## start Extract to read

There is a moment early on in the new Wes Anderson picture when Bill Murray, playing the oceanographer and film-maker Steve Zissou, is asked how he's feeling. He replies, warily, "I'm right on the edge. I don't know what comes next." That pretty much encapsulated my own response to this movie: for most of the time I felt my hold on the proceedings was as uncertain as a passenger grabbing for the handrail on a lurching deck. Is it a brilliantly eccentric tragicomedy of lost-and-found father- hood or just the worst case of over-calculated, under-felt whimsy since The Royal Tenenbaums, also directed by Anderson? One comes to the disconcerting realisation that it is probably both.
Steve Zissou is a man at sea. After making his name as a kind of American Jacques Cousteau, he hasn't had a hit documentary in nine years and is now financially adrift; worse, he's grieving the loss of his close friend to a "jaguar shark" on their last expedition. Steve is determined to seek revenge back in the deep, but still has problems to sort out on terra firma, first of all an estrangement from his wife Eleanor (Anjelica Huston), who is rumoured to be "the brains behind Team Zissou", and second, the unexpected emergence of Ned Plimpton (Owen Wilson), a young pilot with an Errol Flynn moustache and a claim to be Steve's illegitimate son.
He soon co-opts Ned on to the crew of his boat, the Belafonte, and so begins a strange, bemusing rapprochement between father and putative son. "Why didn't you contact me?" asks Ned. "Because I hate fathers and I never wanted to be one," replies Steve, who nevertheless feels stirrings of paternal warmth and eventually offers Ned the double gift of his family and favourite boy's names: Kingsley Ned Zissou.

## end Extract to read
## start Input data

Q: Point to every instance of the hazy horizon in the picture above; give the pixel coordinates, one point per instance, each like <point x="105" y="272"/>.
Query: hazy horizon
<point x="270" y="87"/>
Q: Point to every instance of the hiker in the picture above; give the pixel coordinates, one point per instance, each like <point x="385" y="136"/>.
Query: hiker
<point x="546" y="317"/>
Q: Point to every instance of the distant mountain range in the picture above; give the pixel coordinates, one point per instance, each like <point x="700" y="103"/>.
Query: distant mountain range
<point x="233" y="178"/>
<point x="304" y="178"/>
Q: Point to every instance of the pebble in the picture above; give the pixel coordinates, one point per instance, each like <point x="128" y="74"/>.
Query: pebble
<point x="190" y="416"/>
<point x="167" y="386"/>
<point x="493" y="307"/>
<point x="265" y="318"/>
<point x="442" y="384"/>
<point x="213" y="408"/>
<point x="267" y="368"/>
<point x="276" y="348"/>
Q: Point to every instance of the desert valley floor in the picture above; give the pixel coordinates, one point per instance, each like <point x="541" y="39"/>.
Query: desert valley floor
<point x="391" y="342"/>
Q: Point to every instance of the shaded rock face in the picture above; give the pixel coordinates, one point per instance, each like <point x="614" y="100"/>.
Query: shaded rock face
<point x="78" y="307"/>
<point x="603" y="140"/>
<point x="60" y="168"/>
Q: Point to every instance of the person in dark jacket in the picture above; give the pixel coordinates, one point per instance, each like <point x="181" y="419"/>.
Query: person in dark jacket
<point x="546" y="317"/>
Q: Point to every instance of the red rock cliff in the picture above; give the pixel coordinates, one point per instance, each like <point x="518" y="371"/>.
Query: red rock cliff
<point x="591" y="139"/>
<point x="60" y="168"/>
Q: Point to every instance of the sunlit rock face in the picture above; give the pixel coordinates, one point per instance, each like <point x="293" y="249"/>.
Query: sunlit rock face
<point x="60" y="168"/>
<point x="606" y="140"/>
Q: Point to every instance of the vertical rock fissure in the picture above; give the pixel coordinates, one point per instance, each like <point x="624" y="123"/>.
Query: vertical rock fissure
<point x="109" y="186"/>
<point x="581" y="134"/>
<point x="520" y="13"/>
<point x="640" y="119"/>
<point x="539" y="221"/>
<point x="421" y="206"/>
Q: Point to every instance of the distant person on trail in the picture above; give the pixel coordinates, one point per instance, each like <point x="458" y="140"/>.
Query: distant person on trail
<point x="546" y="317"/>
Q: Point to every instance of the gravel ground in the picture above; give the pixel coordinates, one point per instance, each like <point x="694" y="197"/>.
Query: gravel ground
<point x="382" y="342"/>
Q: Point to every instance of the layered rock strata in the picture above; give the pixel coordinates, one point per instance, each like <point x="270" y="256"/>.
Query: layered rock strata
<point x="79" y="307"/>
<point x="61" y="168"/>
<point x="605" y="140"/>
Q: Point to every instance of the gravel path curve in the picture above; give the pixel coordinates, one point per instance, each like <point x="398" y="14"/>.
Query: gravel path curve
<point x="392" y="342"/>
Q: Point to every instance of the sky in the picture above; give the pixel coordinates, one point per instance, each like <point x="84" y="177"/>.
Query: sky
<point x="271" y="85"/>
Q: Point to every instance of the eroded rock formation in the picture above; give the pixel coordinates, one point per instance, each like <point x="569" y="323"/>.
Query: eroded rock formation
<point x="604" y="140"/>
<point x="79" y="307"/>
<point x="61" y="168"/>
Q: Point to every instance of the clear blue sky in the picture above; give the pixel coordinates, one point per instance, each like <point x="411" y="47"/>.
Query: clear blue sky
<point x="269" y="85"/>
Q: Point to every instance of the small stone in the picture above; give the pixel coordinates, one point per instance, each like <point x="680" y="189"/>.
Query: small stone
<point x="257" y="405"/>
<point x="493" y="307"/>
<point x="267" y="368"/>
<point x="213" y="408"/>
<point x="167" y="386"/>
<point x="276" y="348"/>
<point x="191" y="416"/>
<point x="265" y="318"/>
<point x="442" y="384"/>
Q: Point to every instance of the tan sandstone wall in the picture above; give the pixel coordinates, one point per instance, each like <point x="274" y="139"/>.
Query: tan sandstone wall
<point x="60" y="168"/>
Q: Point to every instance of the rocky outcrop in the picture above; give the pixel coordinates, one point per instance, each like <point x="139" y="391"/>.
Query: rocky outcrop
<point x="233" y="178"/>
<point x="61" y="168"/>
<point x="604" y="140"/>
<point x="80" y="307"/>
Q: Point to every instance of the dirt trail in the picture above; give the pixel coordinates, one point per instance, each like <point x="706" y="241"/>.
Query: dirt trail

## end Input data

# Problem set
**1)** According to the film review, what is the name of Steve Zissou's boat?
**2)** Reproduce the listing word for word, from the line that contains "Q: Point to every instance of the tan" through the last line of the listing, both included.

# Outputs
**1)** The Belafonte.

**2)**
Q: Point to every instance of the tan sandstone wall in the picture above; give the pixel coordinates, one point per instance, each like <point x="274" y="139"/>.
Query: tan sandstone wall
<point x="60" y="168"/>
Q: Point to every instance of the rocky outcrop in the picture above; give the pixel coordinates, one point per instance, each like <point x="139" y="391"/>.
Query: rocky outcrop
<point x="233" y="178"/>
<point x="61" y="168"/>
<point x="604" y="140"/>
<point x="80" y="307"/>
Q: Point to every instance of the dirt trail in the picture above; give the pixel coordinates, one point per instance, each like <point x="706" y="241"/>.
Query: dirt trail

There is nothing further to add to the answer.